--- ENTRIES ---

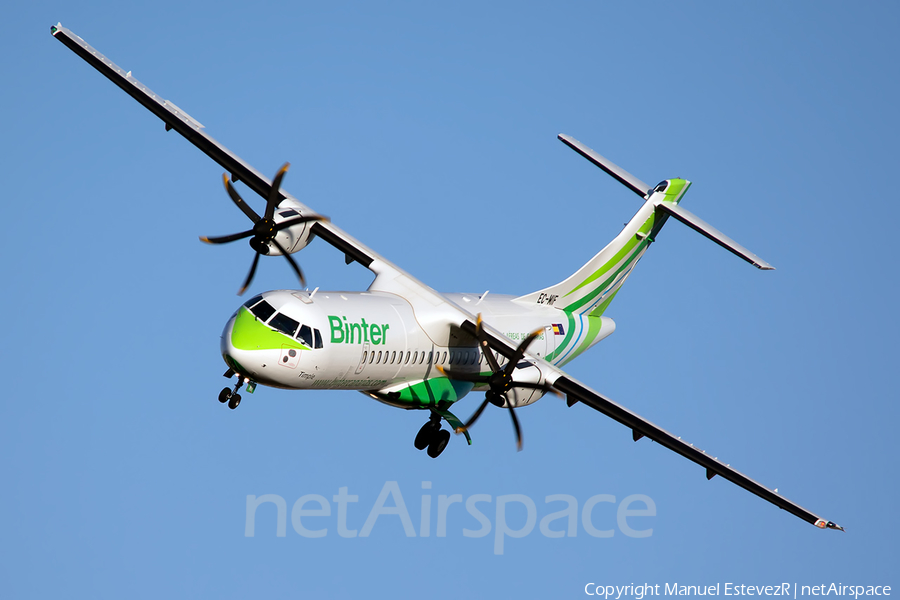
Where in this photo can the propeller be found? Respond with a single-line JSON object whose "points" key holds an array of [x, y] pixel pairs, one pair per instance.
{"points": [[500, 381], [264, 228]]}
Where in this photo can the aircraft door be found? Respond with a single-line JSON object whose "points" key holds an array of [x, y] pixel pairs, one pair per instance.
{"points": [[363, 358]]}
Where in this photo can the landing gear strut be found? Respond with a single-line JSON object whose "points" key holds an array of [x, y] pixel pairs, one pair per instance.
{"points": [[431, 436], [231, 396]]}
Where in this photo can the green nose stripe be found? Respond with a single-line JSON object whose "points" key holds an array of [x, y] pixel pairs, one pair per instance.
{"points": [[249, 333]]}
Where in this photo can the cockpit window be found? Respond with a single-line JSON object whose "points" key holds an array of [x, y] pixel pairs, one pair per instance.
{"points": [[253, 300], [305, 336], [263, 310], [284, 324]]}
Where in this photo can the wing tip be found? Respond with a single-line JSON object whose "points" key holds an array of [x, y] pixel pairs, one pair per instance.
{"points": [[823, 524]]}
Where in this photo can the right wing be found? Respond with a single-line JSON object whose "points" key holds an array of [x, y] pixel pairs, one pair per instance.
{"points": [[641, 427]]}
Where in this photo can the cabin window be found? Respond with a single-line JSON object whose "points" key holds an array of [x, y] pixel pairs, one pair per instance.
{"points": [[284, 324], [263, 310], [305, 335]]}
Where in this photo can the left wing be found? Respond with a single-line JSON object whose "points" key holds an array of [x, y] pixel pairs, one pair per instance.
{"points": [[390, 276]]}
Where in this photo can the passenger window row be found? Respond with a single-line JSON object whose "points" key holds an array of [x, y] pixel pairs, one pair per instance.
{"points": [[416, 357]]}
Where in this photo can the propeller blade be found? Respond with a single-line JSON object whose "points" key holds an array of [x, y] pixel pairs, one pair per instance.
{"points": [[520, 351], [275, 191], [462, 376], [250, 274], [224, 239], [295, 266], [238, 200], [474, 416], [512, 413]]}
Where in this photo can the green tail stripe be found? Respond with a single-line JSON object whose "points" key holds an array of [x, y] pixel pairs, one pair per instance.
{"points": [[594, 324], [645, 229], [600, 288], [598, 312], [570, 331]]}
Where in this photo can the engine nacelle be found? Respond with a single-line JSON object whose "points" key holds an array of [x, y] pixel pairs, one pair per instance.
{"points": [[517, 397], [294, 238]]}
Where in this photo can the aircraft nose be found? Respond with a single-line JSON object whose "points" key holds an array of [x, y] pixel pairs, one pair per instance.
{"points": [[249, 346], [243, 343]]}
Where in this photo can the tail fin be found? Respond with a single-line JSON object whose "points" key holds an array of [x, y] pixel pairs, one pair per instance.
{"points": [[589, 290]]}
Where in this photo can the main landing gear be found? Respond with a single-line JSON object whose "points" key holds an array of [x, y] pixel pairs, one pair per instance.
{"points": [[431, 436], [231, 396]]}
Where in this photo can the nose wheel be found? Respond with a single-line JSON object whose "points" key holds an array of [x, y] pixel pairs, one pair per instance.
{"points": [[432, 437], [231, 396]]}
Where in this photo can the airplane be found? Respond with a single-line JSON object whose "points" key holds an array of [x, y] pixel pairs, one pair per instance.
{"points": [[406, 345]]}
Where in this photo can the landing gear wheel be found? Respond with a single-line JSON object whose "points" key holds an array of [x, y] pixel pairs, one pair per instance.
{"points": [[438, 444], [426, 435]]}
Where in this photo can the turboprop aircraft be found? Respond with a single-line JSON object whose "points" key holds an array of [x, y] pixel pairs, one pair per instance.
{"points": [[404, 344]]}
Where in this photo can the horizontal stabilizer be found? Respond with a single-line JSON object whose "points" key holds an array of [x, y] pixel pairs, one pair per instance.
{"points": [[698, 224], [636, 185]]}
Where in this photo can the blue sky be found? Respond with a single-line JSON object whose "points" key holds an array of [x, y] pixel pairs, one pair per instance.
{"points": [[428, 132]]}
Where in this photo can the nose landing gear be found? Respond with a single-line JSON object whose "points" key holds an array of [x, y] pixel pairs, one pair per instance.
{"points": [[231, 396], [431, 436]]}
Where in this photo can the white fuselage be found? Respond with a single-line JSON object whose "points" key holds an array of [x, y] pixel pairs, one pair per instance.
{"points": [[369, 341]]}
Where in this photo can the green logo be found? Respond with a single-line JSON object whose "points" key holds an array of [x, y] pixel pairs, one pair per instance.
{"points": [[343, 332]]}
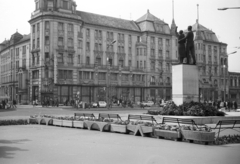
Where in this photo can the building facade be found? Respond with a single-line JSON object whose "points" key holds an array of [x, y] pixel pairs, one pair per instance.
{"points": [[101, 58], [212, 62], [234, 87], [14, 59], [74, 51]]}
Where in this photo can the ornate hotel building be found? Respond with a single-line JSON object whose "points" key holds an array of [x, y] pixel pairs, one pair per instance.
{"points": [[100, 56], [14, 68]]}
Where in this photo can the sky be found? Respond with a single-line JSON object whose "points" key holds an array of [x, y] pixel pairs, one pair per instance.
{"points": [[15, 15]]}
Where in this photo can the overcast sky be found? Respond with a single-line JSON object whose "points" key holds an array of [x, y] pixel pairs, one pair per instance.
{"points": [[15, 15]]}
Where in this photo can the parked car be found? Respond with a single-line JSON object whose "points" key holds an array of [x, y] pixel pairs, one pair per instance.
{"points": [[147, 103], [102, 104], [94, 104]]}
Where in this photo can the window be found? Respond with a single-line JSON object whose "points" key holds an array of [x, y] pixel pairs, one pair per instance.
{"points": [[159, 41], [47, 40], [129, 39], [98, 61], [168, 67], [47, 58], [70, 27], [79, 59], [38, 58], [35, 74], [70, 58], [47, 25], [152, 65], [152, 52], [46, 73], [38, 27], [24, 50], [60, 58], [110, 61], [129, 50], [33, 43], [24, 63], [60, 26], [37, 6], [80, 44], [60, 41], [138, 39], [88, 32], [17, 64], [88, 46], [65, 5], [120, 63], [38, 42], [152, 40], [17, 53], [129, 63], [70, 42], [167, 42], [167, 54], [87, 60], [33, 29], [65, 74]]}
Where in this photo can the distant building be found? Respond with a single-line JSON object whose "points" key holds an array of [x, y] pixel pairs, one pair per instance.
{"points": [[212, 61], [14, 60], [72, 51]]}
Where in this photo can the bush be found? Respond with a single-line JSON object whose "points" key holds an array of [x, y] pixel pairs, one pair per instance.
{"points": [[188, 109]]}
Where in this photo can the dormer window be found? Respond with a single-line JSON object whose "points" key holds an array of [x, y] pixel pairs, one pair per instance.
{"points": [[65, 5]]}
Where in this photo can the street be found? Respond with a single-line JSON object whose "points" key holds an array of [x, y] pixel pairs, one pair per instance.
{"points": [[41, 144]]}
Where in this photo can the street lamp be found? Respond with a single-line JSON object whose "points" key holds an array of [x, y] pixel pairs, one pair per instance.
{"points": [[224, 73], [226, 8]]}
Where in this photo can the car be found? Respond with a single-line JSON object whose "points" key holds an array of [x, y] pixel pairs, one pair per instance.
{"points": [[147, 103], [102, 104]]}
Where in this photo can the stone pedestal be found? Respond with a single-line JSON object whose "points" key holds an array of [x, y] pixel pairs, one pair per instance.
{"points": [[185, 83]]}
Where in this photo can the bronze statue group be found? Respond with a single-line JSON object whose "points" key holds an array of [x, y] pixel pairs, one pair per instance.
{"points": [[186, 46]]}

---

> _EXERCISE AIM_:
Copy every row above word for word, leaving out the pictures.

> _RESULT FOR THIS EXERCISE_:
Where in this photo can the propeller be found? Respond with a single-line JSON object whose "points" key holds an array of [x, y] pixel pairs, one pair per instance.
{"points": [[500, 381], [264, 228]]}
Where in this photo can the aircraft door be found? Respond with a single-line JSON object whose "points" key holds an array of [x, y] pixel pairs, one pair per instance.
{"points": [[363, 358]]}
Where in this photo can the landing gear strut be found? Respond with a single-line JSON object whose "points" key holds an array of [x, y] pixel pairs, one pair per instance.
{"points": [[431, 436], [231, 396]]}
Where in this photo can the green nose stripe be found? Respond with a single-line JSON object whose "points" key holds an array of [x, y] pixel pairs, one pair per instance.
{"points": [[249, 333]]}
Where in this photo can the cockpit window be found? Respond with a single-line JSON object whose "points" key holds an array of [x, y] pixel pairs, one pair per instance.
{"points": [[253, 300], [305, 336], [263, 310], [284, 324]]}
Where in this photo can the wing tip be found? Respond with a single-line JSON object whose "points" key holds an array of [x, y] pixel pairs, one pair per instance.
{"points": [[823, 524]]}
Where in this photo can the right wing be found? Respond with a single-line JSON object whose "points" key holds an array of [x, y] pixel pairs, one pair per instance.
{"points": [[641, 427]]}
Where in this photo can the cabin window be found? Respond with a single-line JSON object whose "points" key holds an array of [x, y] pixel pairs, one pair per instance.
{"points": [[284, 324], [263, 310], [305, 335]]}
Where in this photo can the left wing be found? Respond with a single-line JSON object whose "points" key holds an array of [x, y] pixel pairs, one pair per instance.
{"points": [[390, 276]]}
Where in this photo can the passenger window row be found? Respond with a single-line JSON object whose "points" key holds an array of [x, y] pixel pairs, one pair per instance.
{"points": [[416, 357]]}
Where in this photo can the propeller blade be found? Respond with a single-line JSON object whose "points" key holds an array of [x, y] pixel pairs, one pair per instance.
{"points": [[520, 351], [275, 191], [462, 376], [250, 274], [224, 239], [295, 266], [238, 200], [474, 416], [512, 413]]}
Where in this photo can the green tail stripe be found? Respond with a single-line JSON object whose "points" key holds an array of [x, y] pixel pairs, one pair per instance.
{"points": [[594, 324], [645, 229], [600, 288], [598, 312], [570, 331]]}
Where in this photo can the engine nacelle be found? Respond with a single-line JSON object whose "points" key holds an array of [x, y] pixel pairs, one pair per instance.
{"points": [[517, 397], [294, 238]]}
Where in this photo can the aircraft nose be found? Respond with a single-line JSON object whose "points" key holds an array of [x, y] pixel pairs, one pair per instance.
{"points": [[249, 346], [243, 343]]}
Where in this photo can the tail fin be found? Respond with a single-line JSON object whose "points" key holds an array of [x, y] pixel pairs, one pair per instance.
{"points": [[589, 290]]}
Where in this photo can the main landing gear be found? Respond with a single-line JSON object whose "points" key holds an array of [x, y] pixel pairs, one pair per instance.
{"points": [[431, 436], [231, 396]]}
Where in this photo can the nose wheel be found? Respond with a single-line JSON object whose "points" key holds an array of [x, y] pixel pairs, one pair per instance.
{"points": [[432, 437], [231, 396]]}
Where in this photo can the airplane be found? Respond with a single-line JSON object whose "points" key holds an array of [x, y] pixel pairs, one pair per instance.
{"points": [[406, 345]]}
Where in this photo can the landing gear wheel be found? Respond with a single-line JSON object whose "points" key holds an array of [x, y] pixel pairs, one pair per instance.
{"points": [[438, 444], [426, 435]]}
Where in this photo can the turboprop aircraft be found? Respond with a single-line JSON object whose "points" key holds an array of [x, y] pixel pairs, one pair per instance.
{"points": [[404, 344]]}
Where in this photo can the horizontal stabilizer be found? Respond with a single-line JSON object whose "points" key holds an array of [x, y] pixel pairs, one pair per instance.
{"points": [[698, 224], [636, 185]]}
Where in this photo can the blue sky be found? Respond with a single-line JSON object whose "points" key holds an array of [x, y] pixel pairs, one pair per instance.
{"points": [[428, 132]]}
Where in this photo can the nose landing gear be found? Respond with a single-line JSON object whose "points" key holds an array of [x, y] pixel pairs, one pair per instance.
{"points": [[231, 396], [431, 436]]}
Where in this photo can the white fuselage be found? Respond with a single-line JSON object whose "points" key holds an array of [x, y] pixel pairs, one pair per instance.
{"points": [[369, 341]]}
Where in this photo can the green logo be found? Respond with a single-line JSON object whose "points" key holds an array of [x, y] pixel pairs, one pair per instance.
{"points": [[343, 332]]}
Where in this photo can the building facade be found? Respond with a single-line JSON object whose "points" key holds an array of [x, y] pixel pairs, one pair per instance.
{"points": [[101, 58], [212, 62], [234, 87], [14, 59], [74, 51]]}
Where in this photo can the ornate hotel building be found? Respond with a single-line JSON object whose "points" key holds an array of [x, y] pixel pairs, one pair per instance.
{"points": [[100, 56], [14, 68]]}
Where in this photo can the sky be found? Respond with a single-line JSON object whose "points" key holds an array of [x, y] pixel pairs, one pair per instance.
{"points": [[15, 15]]}
Where in this photo can the overcast sky be found? Respond with a single-line JSON object whose "points" key holds an array of [x, y] pixel pairs, one pair per instance.
{"points": [[15, 15]]}
Where in this photo can the parked car be found? Respond with a single-line JSON object whose "points" key holds an array of [x, y] pixel pairs, one pair per instance.
{"points": [[147, 103], [102, 104], [94, 104]]}
Where in this photo can the window be found? Respond with a single-line JSON object whose "points" key holds an array of [x, y] pixel pairs, one pair per instance.
{"points": [[159, 41], [47, 40], [129, 39], [98, 61], [168, 67], [47, 58], [70, 27], [79, 59], [38, 58], [35, 74], [70, 58], [47, 25], [152, 65], [152, 52], [46, 73], [38, 27], [24, 50], [60, 58], [110, 61], [129, 50], [33, 43], [24, 63], [60, 26], [37, 6], [80, 44], [60, 41], [138, 39], [88, 32], [17, 64], [88, 46], [65, 5], [120, 63], [38, 42], [152, 40], [17, 53], [129, 63], [70, 42], [167, 42], [167, 54], [87, 60], [33, 29], [65, 74]]}
Where in this photo can the distant building be found? Respond with a single-line JSON object whose "points" key holds an array of [x, y] pixel pairs, one pair per instance.
{"points": [[212, 61], [14, 60], [72, 51]]}
Where in this photo can the bush be found? Respond with a single-line JSON object whose "points" key holds an array of [x, y] pixel pairs, one pair per instance.
{"points": [[188, 109]]}
Where in this photo can the dormer window be found? Respond with a single-line JSON object whose "points" key holds an array of [x, y] pixel pairs, one pair per instance.
{"points": [[65, 5]]}
Where in this photo can the street be found? Respond with a single-line JSON object whose "points" key holds an array of [x, y] pixel pairs, one pair per instance.
{"points": [[41, 144]]}
Where in this photo can the street lamp be found? Respond with a single-line JSON object whose "points" key holds an array of [x, y] pixel pairs, one pair per instance.
{"points": [[224, 73], [226, 8]]}
Where in this photo can the car be found? Respond with a single-line JSON object whose "points" key holds an array of [x, y] pixel pairs, one pair per instance.
{"points": [[147, 103], [102, 104]]}
Where in this photo can the stone pedestal be found? Respond with a single-line JSON object whose "points" key holds an array of [x, y] pixel pairs, one pair per instance.
{"points": [[185, 83]]}
Where in this photo can the bronze statue group be found? Respond with a single-line JSON object whose "points" key holds an array of [x, y] pixel pairs, one pair per instance.
{"points": [[186, 46]]}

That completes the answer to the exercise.